- **TASK REQUIREMENTS**
Make an exact copy of the entries that come next.

[[ GIVEN DATA open ]]

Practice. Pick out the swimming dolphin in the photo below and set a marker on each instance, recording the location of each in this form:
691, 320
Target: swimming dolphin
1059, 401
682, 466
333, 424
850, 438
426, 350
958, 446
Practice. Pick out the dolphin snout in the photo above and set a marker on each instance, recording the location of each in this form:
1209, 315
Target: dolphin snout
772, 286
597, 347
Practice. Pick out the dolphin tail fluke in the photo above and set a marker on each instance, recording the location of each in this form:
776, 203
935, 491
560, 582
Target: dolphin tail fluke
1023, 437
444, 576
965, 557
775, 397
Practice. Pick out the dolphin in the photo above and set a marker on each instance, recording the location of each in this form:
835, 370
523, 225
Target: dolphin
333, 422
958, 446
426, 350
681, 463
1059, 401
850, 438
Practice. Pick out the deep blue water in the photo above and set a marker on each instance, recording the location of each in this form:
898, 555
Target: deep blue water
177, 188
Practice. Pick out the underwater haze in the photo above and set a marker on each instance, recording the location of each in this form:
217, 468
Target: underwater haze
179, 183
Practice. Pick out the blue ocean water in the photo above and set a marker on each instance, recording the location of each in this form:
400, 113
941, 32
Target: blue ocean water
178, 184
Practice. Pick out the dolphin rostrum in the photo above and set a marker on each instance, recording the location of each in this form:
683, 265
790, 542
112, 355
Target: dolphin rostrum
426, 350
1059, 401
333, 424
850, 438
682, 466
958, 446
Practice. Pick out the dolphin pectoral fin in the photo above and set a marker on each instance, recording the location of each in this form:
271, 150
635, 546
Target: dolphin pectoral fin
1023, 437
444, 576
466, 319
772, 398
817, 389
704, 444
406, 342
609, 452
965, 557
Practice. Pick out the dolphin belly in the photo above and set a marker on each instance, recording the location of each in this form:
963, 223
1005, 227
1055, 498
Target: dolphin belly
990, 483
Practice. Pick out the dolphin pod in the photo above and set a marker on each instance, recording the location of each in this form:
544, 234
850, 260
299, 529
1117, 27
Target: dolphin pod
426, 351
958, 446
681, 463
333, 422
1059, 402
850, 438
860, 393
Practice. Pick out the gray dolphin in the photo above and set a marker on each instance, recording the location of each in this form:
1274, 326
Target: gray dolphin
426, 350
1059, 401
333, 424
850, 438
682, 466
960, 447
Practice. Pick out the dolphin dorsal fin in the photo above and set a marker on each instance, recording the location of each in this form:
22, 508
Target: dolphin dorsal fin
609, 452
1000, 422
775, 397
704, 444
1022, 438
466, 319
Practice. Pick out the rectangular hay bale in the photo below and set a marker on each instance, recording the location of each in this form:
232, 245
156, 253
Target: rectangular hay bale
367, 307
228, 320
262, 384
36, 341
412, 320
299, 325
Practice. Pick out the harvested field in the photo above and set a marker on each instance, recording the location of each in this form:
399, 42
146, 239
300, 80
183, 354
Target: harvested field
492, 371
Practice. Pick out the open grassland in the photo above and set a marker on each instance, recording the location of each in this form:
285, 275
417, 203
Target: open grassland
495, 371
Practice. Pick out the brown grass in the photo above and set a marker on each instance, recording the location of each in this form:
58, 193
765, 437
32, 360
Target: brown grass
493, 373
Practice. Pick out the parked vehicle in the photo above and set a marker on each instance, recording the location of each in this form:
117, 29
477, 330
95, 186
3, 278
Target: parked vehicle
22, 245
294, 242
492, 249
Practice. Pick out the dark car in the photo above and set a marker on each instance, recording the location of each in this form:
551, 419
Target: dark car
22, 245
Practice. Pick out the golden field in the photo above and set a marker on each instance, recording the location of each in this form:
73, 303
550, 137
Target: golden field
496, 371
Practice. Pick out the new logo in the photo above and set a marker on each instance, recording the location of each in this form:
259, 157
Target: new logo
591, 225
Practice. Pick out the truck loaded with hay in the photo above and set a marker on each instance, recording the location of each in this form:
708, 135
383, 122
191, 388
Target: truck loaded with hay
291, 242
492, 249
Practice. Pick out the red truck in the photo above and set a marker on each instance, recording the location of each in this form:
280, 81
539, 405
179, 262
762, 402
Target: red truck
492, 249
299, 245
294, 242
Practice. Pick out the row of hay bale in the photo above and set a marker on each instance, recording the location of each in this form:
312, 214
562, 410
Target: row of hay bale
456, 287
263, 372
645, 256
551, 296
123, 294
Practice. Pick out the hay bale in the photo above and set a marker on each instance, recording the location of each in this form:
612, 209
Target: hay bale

[[ GIVEN DATA closed ]]

- **SOLUTION**
Practice. Pick out the swimming dolphin in the photo below and set a marker on each instance, recording the location of each in this form:
691, 320
Target: swimming dolphin
1059, 401
682, 466
333, 424
850, 438
426, 350
958, 446
Practice. Pick out the dolphin snout in the photo above and set a marker on each instance, recording the location of each in this form:
1209, 315
Target: dolphin snout
772, 286
597, 347
Practice. Pick out the dolphin tail fluke in the photo above and set a marker on each instance, recording the location of each in this form:
776, 203
935, 491
560, 582
Target: dolphin tail fluke
1023, 437
444, 576
965, 557
775, 397
Practice. Pick out the dolphin in the photo above and set a marker on each instance, recording the location of each in this form:
835, 370
523, 225
Target: dolphin
333, 422
958, 446
426, 350
681, 463
1059, 401
850, 438
Practice. Pick out the deep blue water in the photo above and set a marker on each instance, recording the location of each in this form:
898, 555
Target: deep blue water
177, 188
Practice. Pick out the underwater haze in the photo above and set a marker on each instance, recording the location of each in this form:
217, 468
Target: underwater haze
179, 183
Practice. Pick out the blue ocean water in the photo above and set a marker on each instance, recording the location of each in this form:
400, 113
941, 32
Target: blue ocean water
178, 184
Practice. Pick out the dolphin rostrum in the photo above and set a marker on each instance, recording the location of each in this form:
683, 265
790, 542
112, 355
Target: dolphin rostrum
426, 350
1059, 401
333, 424
850, 438
682, 466
958, 446
Practice. Pick out the dolphin pectoral fin in the photo above and set a marker on each instance, recording the location of each in this form:
271, 150
635, 546
Target: dolphin pectoral fin
1023, 437
444, 576
466, 319
772, 398
817, 389
704, 444
406, 342
609, 452
965, 557
Practice. Pick out the dolphin belly in the photo above and set a marker on each instance, recording the location of each in this form:
963, 223
1005, 227
1055, 498
Target: dolphin belly
990, 483
Practice. Pick out the dolphin pod in the photo above and set a marker on each instance, recording the location of each in this form:
544, 234
850, 260
299, 529
1117, 27
Target: dolphin pod
426, 351
958, 446
681, 463
333, 422
1059, 402
850, 438
860, 393
Practice. Pick out the gray dolphin in the photo above and set a marker on each instance, recording the location of each in this form:
1274, 326
Target: gray dolphin
426, 350
1059, 401
333, 424
850, 438
682, 466
960, 447
Practice. Pick out the dolphin dorsal fin in the photo above and set a marker on each instance, recording the location of each in this form:
22, 508
Target: dolphin dorsal fin
609, 452
1000, 422
775, 397
704, 444
1022, 438
466, 319
Practice. Pick out the rectangular hay bale in the photo below and set a marker on each instance, recording the location of each in this form:
232, 245
156, 253
Target: rectangular hay bale
367, 307
228, 320
262, 384
36, 341
412, 320
299, 325
Practice. Pick out the harvested field in the photo above and set a marker on each instance, recording the location of each in this form:
399, 42
146, 239
300, 80
183, 354
Target: harvested field
492, 371
Practice. Pick out the open grassland in the photo above and set a marker on each instance, recording the location of each in this form:
285, 275
417, 203
Target: open grassland
495, 371
Practice. Pick out the brown grass in the photo above and set a marker on each instance, recording the location of each in this form:
58, 193
765, 437
32, 360
Target: brown grass
493, 373
Practice. Pick out the parked vehicle in the photo above and set a marker on each instance, recording the location of each in this form:
117, 29
477, 330
95, 186
3, 278
Target: parked vehicle
22, 245
294, 242
492, 249
Practice. Pick out the dark car in the photo above and set a marker on each instance, recording the location of each in this form:
551, 419
Target: dark car
22, 245
Practice. Pick out the golden field in the photo above and set a marker on each instance, recording the location of each in this form:
73, 303
550, 137
Target: golden field
496, 371
Practice. Pick out the new logo in the photo above and set a marker on each instance, recording the location of each in this form:
259, 157
Target: new logo
591, 225
Practice. Pick out the truck loaded with hay in the photo above and set a marker on each instance, recording the location of each in this form:
708, 135
383, 122
191, 388
Target: truck loaded with hay
291, 242
492, 249
Practice. Pick out the red truck in the photo above and set a marker on each instance, recording the location of each in this form:
280, 81
539, 405
179, 262
762, 402
Target: red truck
492, 249
299, 245
294, 242
Practice. Pick out the row of hay bale in the photo above and set a marker on each instance, recording the location of each in this form:
312, 214
562, 410
Target: row of hay bale
456, 287
263, 372
645, 256
551, 296
123, 294
Practice. Pick out the hay bale in the photo above and set a marker on each instance, recording the location of each in this form:
612, 209
Target: hay bale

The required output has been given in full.